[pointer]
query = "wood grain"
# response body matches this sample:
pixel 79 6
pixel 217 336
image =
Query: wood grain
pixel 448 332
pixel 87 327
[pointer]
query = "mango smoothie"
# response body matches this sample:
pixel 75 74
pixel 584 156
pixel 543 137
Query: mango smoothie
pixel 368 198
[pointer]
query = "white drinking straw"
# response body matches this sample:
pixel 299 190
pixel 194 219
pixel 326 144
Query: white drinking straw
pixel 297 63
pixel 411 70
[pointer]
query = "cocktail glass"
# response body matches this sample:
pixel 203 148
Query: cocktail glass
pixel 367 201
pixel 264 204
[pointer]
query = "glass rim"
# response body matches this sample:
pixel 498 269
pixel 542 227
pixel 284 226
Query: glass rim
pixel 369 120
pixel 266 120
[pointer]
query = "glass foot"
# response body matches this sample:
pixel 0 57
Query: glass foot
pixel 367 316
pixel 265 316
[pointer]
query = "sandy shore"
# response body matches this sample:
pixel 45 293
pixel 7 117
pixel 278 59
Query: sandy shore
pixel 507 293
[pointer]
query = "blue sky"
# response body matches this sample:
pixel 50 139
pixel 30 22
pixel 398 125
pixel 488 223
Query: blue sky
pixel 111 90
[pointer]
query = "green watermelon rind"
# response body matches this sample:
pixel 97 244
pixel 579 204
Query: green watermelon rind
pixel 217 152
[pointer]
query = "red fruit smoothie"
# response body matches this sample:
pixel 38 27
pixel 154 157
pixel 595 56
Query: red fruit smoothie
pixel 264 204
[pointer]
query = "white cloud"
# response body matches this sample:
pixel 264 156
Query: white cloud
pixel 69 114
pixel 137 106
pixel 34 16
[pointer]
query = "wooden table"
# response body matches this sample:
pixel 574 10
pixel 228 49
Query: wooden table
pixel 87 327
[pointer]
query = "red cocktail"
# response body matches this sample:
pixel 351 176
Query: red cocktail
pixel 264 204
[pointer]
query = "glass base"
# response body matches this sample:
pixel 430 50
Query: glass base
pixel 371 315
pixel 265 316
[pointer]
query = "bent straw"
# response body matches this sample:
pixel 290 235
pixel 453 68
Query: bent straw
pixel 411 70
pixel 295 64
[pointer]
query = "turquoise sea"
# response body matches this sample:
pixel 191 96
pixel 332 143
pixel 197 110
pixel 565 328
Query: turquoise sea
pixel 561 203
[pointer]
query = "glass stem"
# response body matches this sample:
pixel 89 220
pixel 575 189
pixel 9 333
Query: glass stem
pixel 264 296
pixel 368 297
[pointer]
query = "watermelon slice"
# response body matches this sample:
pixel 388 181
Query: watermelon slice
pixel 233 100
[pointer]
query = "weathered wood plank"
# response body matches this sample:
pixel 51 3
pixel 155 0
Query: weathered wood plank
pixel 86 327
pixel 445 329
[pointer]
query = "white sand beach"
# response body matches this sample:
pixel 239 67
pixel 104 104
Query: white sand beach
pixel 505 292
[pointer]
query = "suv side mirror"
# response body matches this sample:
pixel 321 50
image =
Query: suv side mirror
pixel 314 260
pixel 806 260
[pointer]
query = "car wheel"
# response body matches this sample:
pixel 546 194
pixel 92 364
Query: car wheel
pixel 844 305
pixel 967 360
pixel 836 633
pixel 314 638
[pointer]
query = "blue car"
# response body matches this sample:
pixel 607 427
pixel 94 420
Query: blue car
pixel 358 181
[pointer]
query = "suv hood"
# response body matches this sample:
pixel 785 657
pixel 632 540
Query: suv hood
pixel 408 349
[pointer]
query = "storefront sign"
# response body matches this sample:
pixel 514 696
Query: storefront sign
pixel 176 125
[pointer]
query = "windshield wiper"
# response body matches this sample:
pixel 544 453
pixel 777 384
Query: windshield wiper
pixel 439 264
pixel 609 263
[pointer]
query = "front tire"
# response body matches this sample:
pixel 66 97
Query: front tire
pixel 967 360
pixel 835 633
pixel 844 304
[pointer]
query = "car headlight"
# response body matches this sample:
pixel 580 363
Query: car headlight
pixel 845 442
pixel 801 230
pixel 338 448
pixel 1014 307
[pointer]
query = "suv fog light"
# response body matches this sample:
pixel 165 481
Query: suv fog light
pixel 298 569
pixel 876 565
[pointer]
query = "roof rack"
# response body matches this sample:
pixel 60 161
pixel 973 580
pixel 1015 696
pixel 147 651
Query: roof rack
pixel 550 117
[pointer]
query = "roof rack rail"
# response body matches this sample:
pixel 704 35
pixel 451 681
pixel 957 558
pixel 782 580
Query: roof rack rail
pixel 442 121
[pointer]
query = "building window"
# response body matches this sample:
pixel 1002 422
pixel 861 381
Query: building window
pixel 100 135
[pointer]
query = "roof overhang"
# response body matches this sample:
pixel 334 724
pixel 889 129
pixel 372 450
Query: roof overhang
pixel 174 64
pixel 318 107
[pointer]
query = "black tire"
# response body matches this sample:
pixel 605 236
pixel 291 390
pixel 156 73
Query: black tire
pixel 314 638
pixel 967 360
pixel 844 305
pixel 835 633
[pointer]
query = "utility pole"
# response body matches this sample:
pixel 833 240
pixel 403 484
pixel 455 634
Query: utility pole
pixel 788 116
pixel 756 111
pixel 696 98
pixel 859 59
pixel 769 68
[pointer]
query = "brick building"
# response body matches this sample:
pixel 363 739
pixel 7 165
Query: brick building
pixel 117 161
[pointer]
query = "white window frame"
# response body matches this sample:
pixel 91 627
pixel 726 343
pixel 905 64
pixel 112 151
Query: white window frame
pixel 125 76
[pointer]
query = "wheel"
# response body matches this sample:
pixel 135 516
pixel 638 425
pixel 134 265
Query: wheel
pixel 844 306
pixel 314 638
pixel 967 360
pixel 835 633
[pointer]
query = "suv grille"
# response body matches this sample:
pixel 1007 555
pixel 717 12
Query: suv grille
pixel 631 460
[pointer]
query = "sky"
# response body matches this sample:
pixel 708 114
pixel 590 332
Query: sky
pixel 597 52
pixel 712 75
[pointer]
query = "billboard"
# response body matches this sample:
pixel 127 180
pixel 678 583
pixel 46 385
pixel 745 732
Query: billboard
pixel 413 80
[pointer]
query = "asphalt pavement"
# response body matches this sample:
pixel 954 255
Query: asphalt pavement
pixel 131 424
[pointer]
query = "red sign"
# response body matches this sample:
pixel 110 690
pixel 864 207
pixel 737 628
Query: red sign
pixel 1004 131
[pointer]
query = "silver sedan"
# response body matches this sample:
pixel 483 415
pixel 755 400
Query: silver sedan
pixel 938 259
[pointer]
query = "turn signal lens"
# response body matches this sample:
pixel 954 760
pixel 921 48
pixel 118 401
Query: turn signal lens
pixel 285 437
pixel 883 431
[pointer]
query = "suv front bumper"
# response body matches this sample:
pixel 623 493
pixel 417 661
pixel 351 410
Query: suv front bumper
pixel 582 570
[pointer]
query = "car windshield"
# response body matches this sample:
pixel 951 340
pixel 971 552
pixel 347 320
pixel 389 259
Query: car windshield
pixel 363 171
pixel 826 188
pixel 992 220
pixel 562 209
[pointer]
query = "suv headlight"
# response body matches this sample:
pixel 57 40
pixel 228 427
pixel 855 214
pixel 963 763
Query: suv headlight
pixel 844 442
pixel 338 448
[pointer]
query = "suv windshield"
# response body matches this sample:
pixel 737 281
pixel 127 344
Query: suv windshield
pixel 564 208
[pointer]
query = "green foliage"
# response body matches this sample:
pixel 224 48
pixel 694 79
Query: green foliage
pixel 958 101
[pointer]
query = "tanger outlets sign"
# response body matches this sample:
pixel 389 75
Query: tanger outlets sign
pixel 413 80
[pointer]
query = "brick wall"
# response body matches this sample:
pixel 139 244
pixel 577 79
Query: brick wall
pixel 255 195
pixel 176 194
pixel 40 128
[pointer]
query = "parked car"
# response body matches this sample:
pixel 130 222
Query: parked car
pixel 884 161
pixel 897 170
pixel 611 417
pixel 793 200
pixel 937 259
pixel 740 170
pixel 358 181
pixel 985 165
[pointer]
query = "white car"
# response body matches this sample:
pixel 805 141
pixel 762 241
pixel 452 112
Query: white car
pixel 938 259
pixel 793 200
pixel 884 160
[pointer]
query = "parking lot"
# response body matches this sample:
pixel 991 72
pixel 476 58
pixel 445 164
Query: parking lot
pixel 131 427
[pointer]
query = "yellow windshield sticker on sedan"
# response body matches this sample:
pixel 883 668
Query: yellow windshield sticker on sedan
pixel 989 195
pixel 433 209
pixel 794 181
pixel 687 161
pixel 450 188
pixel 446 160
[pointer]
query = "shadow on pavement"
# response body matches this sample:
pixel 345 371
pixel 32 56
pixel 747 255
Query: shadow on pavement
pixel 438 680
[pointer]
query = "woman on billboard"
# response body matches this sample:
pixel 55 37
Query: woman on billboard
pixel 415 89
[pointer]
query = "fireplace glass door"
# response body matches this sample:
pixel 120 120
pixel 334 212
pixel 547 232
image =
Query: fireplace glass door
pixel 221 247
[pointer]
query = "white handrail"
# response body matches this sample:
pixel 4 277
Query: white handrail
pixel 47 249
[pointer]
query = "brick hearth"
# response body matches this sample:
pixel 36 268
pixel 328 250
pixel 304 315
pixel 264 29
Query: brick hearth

→ Task to carry out
Which lines of the listing above contain the string "slice"? Report each of them in full.

→ Completed task
query = "watermelon slice"
Query: watermelon slice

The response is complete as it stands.